> _DO THIS_
Answer these questions from the Itamar Moses biography:
1. Which university awarded Moses his Master of Fine Arts degree?
2. On what date did The Band's Visit officially open on Broadway?
3. At which theater did Bach at Leipzig have its world premiere?

Itamar Moses (born 1977) is an American playwright, author, and television writer.

Biography
Moses grew up in a Jewish family in Berkeley, California, earned his bachelor's degree at Yale University, and his Master of Fine Arts degree in dramatic writing from New York University. He has taught playwriting at both Yale and New York University, and he has written for Men of a Certain Age and Boardwalk Empire.

His most prominent work, the musical The Band's Visit, opened on December 8, 2016 at the Atlantic Theater Company. That production won the 2017 Obie Award for Musical Theatre Off-Broadway. After closing on January 9, 2017, the musical moved to Broadway. It began previews on October 7, 2017 and officially opened on November 9, 2017 at the Ethel Barrymore Theatre. For his work on The Band's Visit, Moses won the 2018 Tony Award for Best Book of a Musical.

Works
Dorothy and Alice (short), world premiere at the Manhattan Theatre Source, January 2001
Bach at Leipzig, world premiere at the Hangar Theatre in Ithaca, New York, July 2002.

(Rows from a dataset)

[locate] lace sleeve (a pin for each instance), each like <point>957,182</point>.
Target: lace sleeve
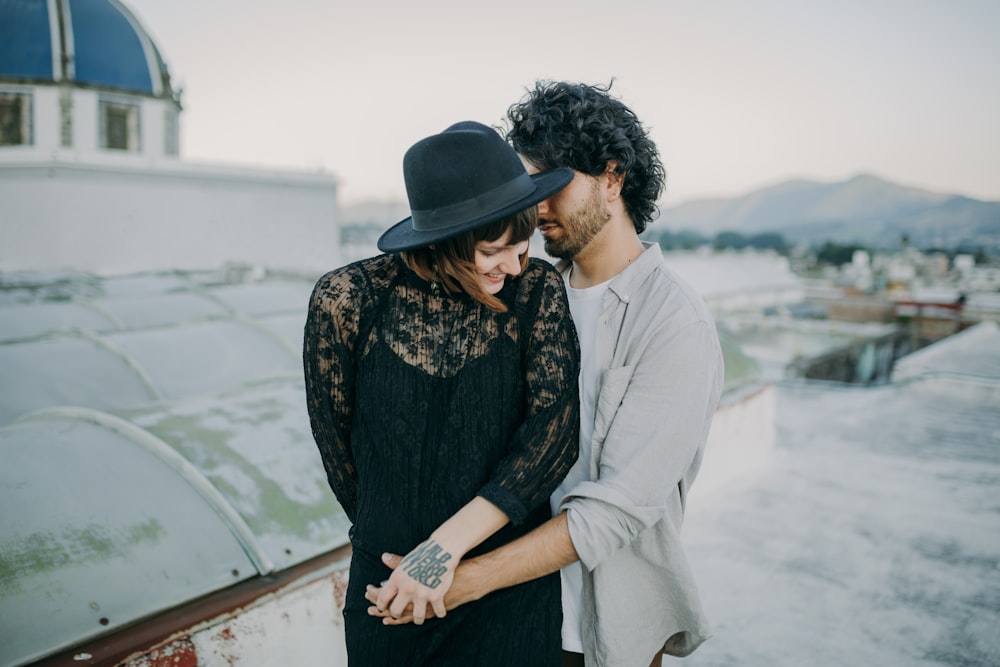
<point>546,444</point>
<point>331,334</point>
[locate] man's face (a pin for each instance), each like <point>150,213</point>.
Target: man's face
<point>570,219</point>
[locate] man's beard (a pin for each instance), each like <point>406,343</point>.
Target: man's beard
<point>580,228</point>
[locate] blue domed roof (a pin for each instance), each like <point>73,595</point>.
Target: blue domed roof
<point>97,43</point>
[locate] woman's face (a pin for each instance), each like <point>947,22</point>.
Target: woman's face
<point>495,260</point>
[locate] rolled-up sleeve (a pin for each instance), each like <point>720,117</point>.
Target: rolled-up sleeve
<point>649,440</point>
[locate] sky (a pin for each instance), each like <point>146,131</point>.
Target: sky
<point>738,94</point>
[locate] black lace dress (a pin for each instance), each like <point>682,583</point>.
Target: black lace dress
<point>421,400</point>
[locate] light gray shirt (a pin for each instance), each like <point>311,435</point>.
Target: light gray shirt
<point>660,371</point>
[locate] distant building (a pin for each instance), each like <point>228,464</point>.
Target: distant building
<point>91,176</point>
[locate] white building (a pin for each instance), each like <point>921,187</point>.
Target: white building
<point>91,176</point>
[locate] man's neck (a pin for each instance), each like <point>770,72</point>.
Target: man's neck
<point>607,255</point>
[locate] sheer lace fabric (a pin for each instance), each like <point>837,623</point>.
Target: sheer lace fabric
<point>420,400</point>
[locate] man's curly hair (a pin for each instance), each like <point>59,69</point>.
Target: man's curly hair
<point>561,124</point>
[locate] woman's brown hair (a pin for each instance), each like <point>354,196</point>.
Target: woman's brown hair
<point>452,263</point>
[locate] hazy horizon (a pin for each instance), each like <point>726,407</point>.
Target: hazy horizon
<point>738,96</point>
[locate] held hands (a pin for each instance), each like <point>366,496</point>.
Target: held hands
<point>372,592</point>
<point>419,580</point>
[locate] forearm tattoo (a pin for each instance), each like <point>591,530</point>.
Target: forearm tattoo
<point>426,563</point>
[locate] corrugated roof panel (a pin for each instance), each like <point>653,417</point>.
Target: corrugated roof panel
<point>142,311</point>
<point>100,529</point>
<point>206,357</point>
<point>268,297</point>
<point>31,320</point>
<point>289,328</point>
<point>255,446</point>
<point>67,370</point>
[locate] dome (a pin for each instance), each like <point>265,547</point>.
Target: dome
<point>92,43</point>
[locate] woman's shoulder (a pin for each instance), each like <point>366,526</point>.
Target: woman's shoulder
<point>369,270</point>
<point>357,278</point>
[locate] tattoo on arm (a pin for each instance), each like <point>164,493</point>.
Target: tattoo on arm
<point>426,563</point>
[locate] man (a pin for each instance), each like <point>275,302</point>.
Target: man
<point>651,377</point>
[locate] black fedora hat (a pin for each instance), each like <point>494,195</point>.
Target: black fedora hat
<point>461,179</point>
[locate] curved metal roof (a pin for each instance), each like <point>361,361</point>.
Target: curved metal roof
<point>89,42</point>
<point>156,449</point>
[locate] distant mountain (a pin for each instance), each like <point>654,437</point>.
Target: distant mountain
<point>864,209</point>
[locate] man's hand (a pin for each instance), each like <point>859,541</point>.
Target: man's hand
<point>372,593</point>
<point>418,583</point>
<point>462,591</point>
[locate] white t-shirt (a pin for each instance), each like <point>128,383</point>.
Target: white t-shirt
<point>585,306</point>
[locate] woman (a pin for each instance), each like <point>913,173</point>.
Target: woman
<point>441,381</point>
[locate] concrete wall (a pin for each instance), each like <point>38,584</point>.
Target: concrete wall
<point>114,214</point>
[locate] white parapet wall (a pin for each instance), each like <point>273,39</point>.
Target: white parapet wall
<point>740,442</point>
<point>116,214</point>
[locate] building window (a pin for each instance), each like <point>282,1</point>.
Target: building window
<point>171,140</point>
<point>66,118</point>
<point>15,119</point>
<point>120,126</point>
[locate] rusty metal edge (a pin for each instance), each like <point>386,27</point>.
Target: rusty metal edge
<point>177,623</point>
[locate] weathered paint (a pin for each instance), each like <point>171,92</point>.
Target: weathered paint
<point>300,624</point>
<point>180,653</point>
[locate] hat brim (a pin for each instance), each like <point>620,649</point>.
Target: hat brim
<point>402,236</point>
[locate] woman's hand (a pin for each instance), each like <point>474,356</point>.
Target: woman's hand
<point>421,580</point>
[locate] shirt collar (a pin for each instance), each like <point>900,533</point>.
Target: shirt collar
<point>626,283</point>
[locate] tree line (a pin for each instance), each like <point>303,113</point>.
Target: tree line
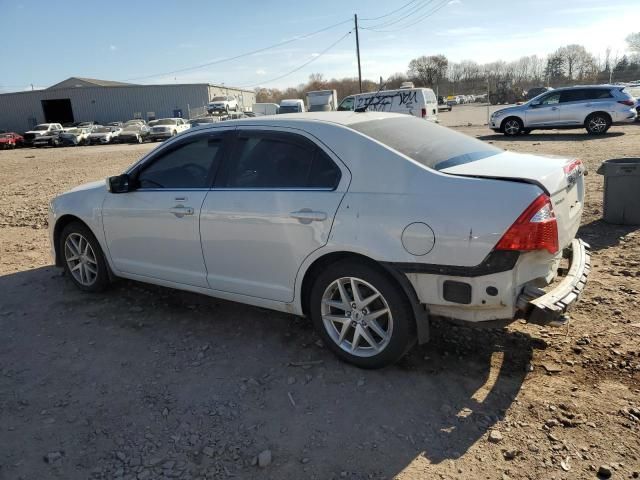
<point>568,65</point>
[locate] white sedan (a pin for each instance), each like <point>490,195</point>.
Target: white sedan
<point>368,223</point>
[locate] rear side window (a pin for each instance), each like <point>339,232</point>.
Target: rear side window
<point>279,160</point>
<point>428,144</point>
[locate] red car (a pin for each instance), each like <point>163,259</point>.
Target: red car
<point>10,140</point>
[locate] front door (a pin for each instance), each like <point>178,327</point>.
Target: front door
<point>545,112</point>
<point>272,206</point>
<point>154,231</point>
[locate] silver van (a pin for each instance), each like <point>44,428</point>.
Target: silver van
<point>594,108</point>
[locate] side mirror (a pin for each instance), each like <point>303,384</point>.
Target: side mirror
<point>119,183</point>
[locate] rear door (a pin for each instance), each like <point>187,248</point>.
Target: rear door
<point>273,204</point>
<point>544,112</point>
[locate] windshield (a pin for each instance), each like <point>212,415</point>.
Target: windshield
<point>425,142</point>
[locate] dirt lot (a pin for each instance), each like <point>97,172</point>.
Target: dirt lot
<point>145,382</point>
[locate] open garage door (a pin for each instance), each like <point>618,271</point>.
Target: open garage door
<point>57,111</point>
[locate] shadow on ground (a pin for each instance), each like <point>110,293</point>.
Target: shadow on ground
<point>556,136</point>
<point>156,373</point>
<point>600,234</point>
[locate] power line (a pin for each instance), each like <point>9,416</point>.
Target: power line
<point>437,8</point>
<point>303,65</point>
<point>246,54</point>
<point>413,11</point>
<point>390,13</point>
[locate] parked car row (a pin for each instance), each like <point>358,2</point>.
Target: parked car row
<point>594,108</point>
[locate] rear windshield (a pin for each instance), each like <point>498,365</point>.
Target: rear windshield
<point>425,142</point>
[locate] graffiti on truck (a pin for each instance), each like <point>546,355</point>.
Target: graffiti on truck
<point>383,102</point>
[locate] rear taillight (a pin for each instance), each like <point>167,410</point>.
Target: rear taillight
<point>535,229</point>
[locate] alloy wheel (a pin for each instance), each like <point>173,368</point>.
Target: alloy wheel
<point>356,316</point>
<point>81,259</point>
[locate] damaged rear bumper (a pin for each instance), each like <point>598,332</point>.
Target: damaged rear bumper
<point>549,308</point>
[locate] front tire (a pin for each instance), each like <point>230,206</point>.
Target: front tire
<point>597,124</point>
<point>512,127</point>
<point>83,259</point>
<point>362,315</point>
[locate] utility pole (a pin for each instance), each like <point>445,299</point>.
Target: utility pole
<point>355,17</point>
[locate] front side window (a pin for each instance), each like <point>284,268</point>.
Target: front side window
<point>188,165</point>
<point>598,93</point>
<point>277,160</point>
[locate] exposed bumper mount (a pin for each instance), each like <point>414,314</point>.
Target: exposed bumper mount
<point>549,308</point>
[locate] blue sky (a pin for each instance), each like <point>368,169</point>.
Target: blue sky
<point>46,42</point>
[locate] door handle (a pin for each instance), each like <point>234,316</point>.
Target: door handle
<point>306,216</point>
<point>180,211</point>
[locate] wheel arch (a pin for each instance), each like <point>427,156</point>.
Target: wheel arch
<point>311,273</point>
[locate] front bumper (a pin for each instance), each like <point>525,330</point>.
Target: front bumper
<point>549,308</point>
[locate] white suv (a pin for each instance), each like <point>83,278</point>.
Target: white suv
<point>595,108</point>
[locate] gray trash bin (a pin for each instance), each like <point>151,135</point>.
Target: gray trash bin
<point>621,190</point>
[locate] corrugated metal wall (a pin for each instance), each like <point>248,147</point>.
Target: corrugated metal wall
<point>20,111</point>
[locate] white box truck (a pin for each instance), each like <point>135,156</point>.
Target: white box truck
<point>322,100</point>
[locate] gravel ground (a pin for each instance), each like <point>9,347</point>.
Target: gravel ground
<point>144,382</point>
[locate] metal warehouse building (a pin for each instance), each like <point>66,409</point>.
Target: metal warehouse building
<point>84,99</point>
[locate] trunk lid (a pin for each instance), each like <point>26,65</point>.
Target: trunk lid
<point>562,179</point>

> _WRITTEN ANSWER_
1. New York University, in dramatic writing.
2. November 9, 2017, at the Ethel Barrymore Theatre.
3. The Hangar Theatre in Ithaca, New York, in July 2002.